Put the lines below into a numbered list, skipping any blank ones.

[Items stored from a collection]
########################################

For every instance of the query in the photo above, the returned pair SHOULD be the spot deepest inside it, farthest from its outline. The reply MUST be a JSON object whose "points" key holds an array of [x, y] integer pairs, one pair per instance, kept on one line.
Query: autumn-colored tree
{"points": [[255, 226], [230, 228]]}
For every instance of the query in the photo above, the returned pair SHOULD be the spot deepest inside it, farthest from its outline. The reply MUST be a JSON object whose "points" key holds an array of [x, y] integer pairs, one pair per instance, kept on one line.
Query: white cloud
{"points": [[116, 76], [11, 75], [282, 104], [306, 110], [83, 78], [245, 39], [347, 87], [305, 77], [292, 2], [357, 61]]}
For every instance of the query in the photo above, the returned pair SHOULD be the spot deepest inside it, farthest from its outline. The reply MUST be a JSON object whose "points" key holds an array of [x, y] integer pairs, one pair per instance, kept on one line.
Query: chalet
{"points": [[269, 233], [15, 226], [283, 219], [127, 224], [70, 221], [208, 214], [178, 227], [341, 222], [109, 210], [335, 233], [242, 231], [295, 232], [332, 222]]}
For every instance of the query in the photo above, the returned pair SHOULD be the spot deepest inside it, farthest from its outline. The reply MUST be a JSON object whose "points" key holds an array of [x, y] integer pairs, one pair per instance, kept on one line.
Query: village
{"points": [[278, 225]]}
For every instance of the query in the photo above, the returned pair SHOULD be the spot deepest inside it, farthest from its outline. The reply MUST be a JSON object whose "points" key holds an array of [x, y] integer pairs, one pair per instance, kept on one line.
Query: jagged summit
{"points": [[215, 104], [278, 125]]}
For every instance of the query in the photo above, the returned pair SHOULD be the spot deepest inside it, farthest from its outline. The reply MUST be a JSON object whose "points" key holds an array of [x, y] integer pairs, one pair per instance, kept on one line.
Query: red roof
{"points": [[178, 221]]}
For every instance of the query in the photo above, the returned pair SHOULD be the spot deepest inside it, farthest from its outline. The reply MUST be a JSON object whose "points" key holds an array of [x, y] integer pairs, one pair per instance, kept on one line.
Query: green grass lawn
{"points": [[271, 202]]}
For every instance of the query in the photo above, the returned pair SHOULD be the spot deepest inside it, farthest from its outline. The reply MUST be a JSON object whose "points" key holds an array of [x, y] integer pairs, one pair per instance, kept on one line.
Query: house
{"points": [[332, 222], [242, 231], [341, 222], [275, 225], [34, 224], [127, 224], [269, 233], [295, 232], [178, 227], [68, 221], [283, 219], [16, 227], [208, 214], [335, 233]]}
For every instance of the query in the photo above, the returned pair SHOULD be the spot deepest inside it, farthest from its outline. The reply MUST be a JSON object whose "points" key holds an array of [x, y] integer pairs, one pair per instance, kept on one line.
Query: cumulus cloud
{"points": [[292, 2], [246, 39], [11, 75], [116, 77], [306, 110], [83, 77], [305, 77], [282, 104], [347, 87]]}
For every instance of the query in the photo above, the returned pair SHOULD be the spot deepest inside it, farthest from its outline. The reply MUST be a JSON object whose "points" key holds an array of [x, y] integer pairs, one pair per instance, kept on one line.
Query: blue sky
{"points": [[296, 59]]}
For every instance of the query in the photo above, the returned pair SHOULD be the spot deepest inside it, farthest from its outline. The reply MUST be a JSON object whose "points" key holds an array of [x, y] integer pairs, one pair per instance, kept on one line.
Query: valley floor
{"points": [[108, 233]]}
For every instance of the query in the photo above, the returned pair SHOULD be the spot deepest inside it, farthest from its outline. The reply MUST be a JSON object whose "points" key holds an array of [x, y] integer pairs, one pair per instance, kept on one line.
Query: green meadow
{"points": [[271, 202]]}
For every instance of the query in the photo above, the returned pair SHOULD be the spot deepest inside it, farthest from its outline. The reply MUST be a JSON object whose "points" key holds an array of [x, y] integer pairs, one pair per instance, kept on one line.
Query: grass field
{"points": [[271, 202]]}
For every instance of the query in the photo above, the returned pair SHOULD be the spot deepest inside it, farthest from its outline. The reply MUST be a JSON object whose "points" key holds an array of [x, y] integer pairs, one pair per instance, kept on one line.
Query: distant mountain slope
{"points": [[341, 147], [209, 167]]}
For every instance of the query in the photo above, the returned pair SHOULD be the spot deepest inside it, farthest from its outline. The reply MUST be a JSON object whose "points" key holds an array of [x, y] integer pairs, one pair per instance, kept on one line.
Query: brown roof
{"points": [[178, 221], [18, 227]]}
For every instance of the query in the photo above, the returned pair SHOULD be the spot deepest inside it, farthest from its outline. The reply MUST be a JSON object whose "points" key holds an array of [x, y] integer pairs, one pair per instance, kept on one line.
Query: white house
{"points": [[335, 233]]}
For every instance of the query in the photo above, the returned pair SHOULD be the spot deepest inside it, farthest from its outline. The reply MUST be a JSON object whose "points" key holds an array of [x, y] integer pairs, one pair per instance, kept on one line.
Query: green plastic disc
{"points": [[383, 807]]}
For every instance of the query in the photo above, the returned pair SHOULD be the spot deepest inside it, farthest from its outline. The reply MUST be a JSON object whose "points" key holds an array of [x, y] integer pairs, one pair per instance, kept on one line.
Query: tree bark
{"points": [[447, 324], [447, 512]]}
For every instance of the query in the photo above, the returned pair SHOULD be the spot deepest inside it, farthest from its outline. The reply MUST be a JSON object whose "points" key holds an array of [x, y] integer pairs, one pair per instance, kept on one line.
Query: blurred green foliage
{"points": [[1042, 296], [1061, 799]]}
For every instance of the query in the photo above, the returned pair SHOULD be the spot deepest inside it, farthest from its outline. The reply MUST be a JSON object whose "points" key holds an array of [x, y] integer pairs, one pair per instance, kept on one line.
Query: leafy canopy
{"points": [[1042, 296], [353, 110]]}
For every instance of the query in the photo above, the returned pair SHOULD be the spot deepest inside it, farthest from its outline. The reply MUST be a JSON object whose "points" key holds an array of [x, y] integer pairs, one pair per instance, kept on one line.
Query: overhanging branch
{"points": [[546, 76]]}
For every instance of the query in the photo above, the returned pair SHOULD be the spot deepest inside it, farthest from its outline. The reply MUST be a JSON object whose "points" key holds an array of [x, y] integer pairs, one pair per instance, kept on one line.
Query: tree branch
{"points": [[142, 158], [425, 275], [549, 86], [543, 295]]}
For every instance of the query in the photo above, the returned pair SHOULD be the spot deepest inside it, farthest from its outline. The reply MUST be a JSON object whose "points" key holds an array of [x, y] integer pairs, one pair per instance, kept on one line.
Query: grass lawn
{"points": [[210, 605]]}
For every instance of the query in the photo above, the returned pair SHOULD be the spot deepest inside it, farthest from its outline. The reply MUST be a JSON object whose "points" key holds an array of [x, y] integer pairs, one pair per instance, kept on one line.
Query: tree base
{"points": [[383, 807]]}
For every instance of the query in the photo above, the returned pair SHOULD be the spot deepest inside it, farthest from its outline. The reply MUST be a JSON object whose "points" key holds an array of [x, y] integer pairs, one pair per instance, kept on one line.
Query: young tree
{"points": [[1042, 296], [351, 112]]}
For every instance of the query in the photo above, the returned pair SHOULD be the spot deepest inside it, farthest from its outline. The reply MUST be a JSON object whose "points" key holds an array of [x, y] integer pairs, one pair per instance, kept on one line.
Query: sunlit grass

########################################

[FINISHED ANSWER]
1. For every instance of the query in the photo above, the returned pair SHOULD be the spot deepest inside it, farthest from its outline. The reply MUST be a JSON object whose "points" key holds an array of [x, y] integer pairs, one pair per instance, kept on one line.
2. Query: autumn-colored tree
3. {"points": [[255, 226], [230, 228]]}
4. For every instance of the query in the photo above, the returned pair SHOULD be the spot deepest inside it, farthest from its outline. The reply MUST be a JSON object whose "points" key holds an array of [x, y] integer pairs, one pair per instance, kept on one line.
5. Query: white cloud
6. {"points": [[116, 76], [11, 75], [282, 104], [306, 110], [83, 78], [245, 39], [347, 87], [305, 77], [292, 2], [357, 61]]}
7. For every instance of the query in the photo above, the returned pair SHOULD be the spot deepest inside it, farthest from its outline. The reply MUST be a JSON object whose "points" key holds an array of [x, y] integer pairs, one pair per instance, kept on one line.
8. Query: chalet
9. {"points": [[269, 233], [15, 226], [283, 219], [127, 224], [70, 221], [208, 214], [178, 227], [341, 222], [109, 210], [335, 233], [242, 231], [295, 232], [332, 222]]}
10. For every instance of the query in the photo above, the returned pair SHOULD be the spot deepest inside it, farthest from its outline. The reply MUST be a JSON object whose "points" key holds an array of [x, y] integer pairs, one pair per instance, kept on one line.
11. Query: village
12. {"points": [[278, 225]]}
13. For every instance of the query in the photo above, the returned pair SHOULD be the spot deepest inside it, farthest from its outline. The reply MUST be a JSON object whose "points" key holds an array of [x, y] integer pairs, one pair per instance, kept on one line.
14. Query: jagged summit
15. {"points": [[215, 104], [278, 125]]}
16. For every instance of the query in the photo above, the returned pair SHOULD be the spot deepest inside it, farthest from its outline. The reply MUST be a JSON object whose "points" key holds an array of [x, y] integer pairs, one pair per instance, kept on one line.
17. Query: red roof
18. {"points": [[178, 221]]}
19. For every instance of the query in the photo above, the returned pair SHOULD be the spot deepest inside it, farthest from its outline. The reply MUST be a JSON object whose "points" key holds an array of [x, y] integer pairs, one pair per instance, kept on one line.
20. Query: green grass lawn
21. {"points": [[271, 202]]}
22. For every instance of the query in the photo above, the returned pair SHOULD be the spot deepest inside it, farthest from its outline. The reply MUST be a JSON object whose "points" key holds an array of [x, y] integer pairs, one pair per instance, kept on one line.
23. Query: house
24. {"points": [[332, 222], [242, 231], [341, 222], [275, 225], [34, 224], [127, 224], [269, 233], [295, 232], [178, 227], [68, 221], [283, 219], [16, 227], [208, 214], [335, 233]]}
25. For every instance of the query in the photo above, the returned pair SHOULD be the spot deepest inside it, farthest from its outline. The reply MUST be a JSON object whose "points" key holds an array of [x, y] integer pairs, one pair per instance, kept on one line.
26. Query: cumulus cloud
27. {"points": [[292, 2], [246, 39], [11, 75], [116, 77], [306, 110], [83, 77], [305, 77], [282, 104], [347, 87]]}
28. For every instance of the query in the photo above, the returned pair SHOULD be the spot deepest inside it, farthest from its outline. The reply MUST be a JSON object whose "points" key holds an array of [x, y] integer pairs, one pair per instance, kept on one line.
29. Query: blue sky
30. {"points": [[296, 59]]}
31. For every instance of the query in the photo above, the returned pair SHOULD be the spot deepest inside it, farthest from its outline. The reply MUST be a JSON object whose "points" key holds an array of [x, y] integer pairs, one pair per instance, kept on one line.
32. Query: valley floor
33. {"points": [[108, 233]]}
34. For every instance of the query in the photo above, the returned pair SHOULD be the spot deepest inside it, farthest from its outline. The reply MUST be a JSON object whose "points" key holds an array of [x, y] integer pairs, one pair per instance, kept on one line.
35. Query: green meadow
36. {"points": [[271, 202]]}
37. For every instance of the query in the photo above, the returned pair SHOULD be the spot deepest inside it, farthest from its outline. The reply MUST be a JSON object whose "points" key holds an array of [x, y] integer pairs, one pair per instance, kept on one line.
38. Query: grass field
39. {"points": [[271, 202]]}
40. For every instance of the query in the photo above, the returned pair SHOULD be the spot deepest inside it, farthest from its outline. The reply MUST be a JSON object whose "points" key holds an array of [x, y] integer pairs, one pair per instance, kept on one line.
41. Query: distant mountain slope
42. {"points": [[341, 147], [209, 167]]}
43. For every instance of the query in the photo above, the returned pair SHOULD be the spot deepest inside it, farthest from its outline. The reply MUST be a JSON object whose "points" key holds an array of [x, y] integer pairs, one pair per instance, kept on one line.
44. Query: brown roof
45. {"points": [[178, 221], [18, 227]]}
46. For every instance of the query in the photo above, the returned pair SHOULD be the spot deepest inside it, farthest from its outline. The reply MUST be a JSON object whose "points" key holds an array of [x, y] integer pairs, one pair per instance, kept on one line.
47. Query: white house
48. {"points": [[335, 233]]}
49. For every instance of the query in the photo above, the returned pair SHOULD be the spot deepest inside it, farthest from its outline. The reply MUST be a JSON object whose "points" key holds an array of [x, y] integer pairs, one pair per instance, kept on one line.
50. Query: green plastic disc
51. {"points": [[383, 807]]}
52. For every instance of the query in the photo above, the returned pair SHOULD be the spot deepest inside it, farthest from its outline. The reply MUST be a JSON object whose "points" key holds an array of [x, y] integer pairs, one pair per instance, kept on one line.
53. Query: tree bark
54. {"points": [[447, 324], [447, 512]]}
55. For every instance of the query in the photo above, the returned pair SHOULD be the spot deepest inside it, farthest from its outline. The reply MUST be a JSON object whose "points" key holds an array of [x, y] integer pairs, one pair per instance, kept on one line.
56. Query: blurred green foliage
57. {"points": [[1042, 296], [1061, 799]]}
58. For every instance of the query in the photo above, the returned pair SHOULD be the spot deepest inside it, farthest from its outline. The reply MUST be a JSON object whose "points" key holds an array of [x, y] integer pairs, one pair per instance, kept on one line.
59. Query: leafy canopy
60. {"points": [[1042, 296], [353, 110]]}
61. For every instance of the query in the photo above, the returned pair SHOULD be the spot deepest inside it, farthest from its outline. The reply MUST be a JSON object whose "points" key holds an array of [x, y] integer pairs, one pair per instance, kept on one line.
62. Query: overhanging branch
63. {"points": [[546, 76]]}
64. For every instance of the query in the photo above, the returned pair SHOULD be the spot deepest inside it, farthest from its outline. The reply MUST be a JSON object whose "points" key holds an array of [x, y] integer pairs, one pair per instance, kept on one line.
65. Query: tree branch
66. {"points": [[142, 158], [425, 275], [549, 86], [543, 295]]}
67. For every instance of the query in the photo above, the returned pair SHOULD be the spot deepest inside it, farthest from its outline. The reply MUST be a JSON object whose "points" key holds an array of [x, y] integer pairs, one pair per instance, kept on one line.
68. Query: grass lawn
69. {"points": [[210, 605]]}
70. For every instance of the query in the photo above, the returned pair SHOULD be the spot deepest inside it, farthest from its outline. The reply MUST be a JSON object whose "points" key holds an array of [x, y] integer pairs, one pair per instance, kept on one line.
71. Query: tree base
72. {"points": [[383, 807]]}
73. For every instance of the query in the photo above, the returned pair SHOULD be the spot deepest inside it, farthest from its outline. The reply MUST be a JSON object whose "points" key holds an array of [x, y] integer pairs, one pair per instance, kept on one line.
74. Query: young tree
75. {"points": [[1042, 296], [351, 112]]}
76. For every instance of the query in the photo above, the returned pair SHOULD be the spot deepest inside it, farthest from its outline. The reply MUST be a JSON object whose "points" key holds an array of [x, y] integer pairs, one pair per instance, kept on one line.
77. Query: sunlit grass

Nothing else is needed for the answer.